## Entries from a dataset
== == ==

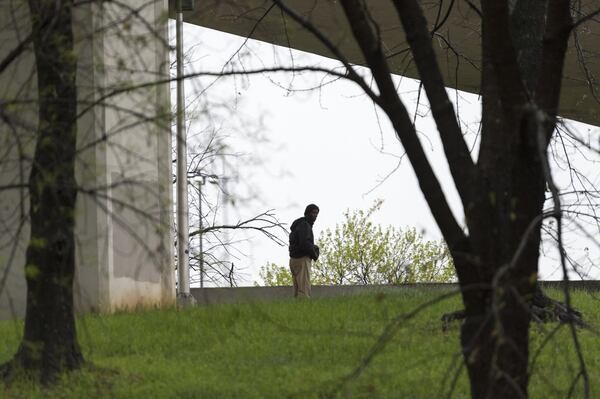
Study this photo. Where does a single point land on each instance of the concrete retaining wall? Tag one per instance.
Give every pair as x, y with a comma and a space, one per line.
224, 295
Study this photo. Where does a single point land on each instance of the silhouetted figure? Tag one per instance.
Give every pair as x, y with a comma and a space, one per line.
303, 250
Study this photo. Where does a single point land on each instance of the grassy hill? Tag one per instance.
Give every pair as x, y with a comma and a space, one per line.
331, 347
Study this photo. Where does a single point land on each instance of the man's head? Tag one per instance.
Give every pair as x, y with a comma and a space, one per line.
311, 212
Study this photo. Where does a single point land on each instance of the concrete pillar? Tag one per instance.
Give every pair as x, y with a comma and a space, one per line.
124, 216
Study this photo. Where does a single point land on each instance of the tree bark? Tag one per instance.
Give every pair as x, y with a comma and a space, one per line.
49, 344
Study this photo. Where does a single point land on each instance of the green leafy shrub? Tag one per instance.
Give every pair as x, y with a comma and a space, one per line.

== == ==

Return, word for word, the lines of the entries from the one containing "head? Tag one per instance." through the last line of the entries, including both.

Study this photo. Where does a single point land on each instance of the man's head? Tag one per instance.
Give every pair as x, y with a comma and a space, one per line.
311, 212
Study this photo. Where does a single point land on each instance of the concrete pillar? Tag one per instance.
Give every pair as x, y with a comma and a space, one per line.
124, 216
Study this photo. Where does a single point land on each instance of the tree bark? Tag one per instance.
Give every pair as x, y with a comma and a space, one per line.
49, 344
Study this photo. Where does a single point land on each instance of the green leafy shrub? Tag one per instance.
Give every pair as x, y with a comma and a space, one per line.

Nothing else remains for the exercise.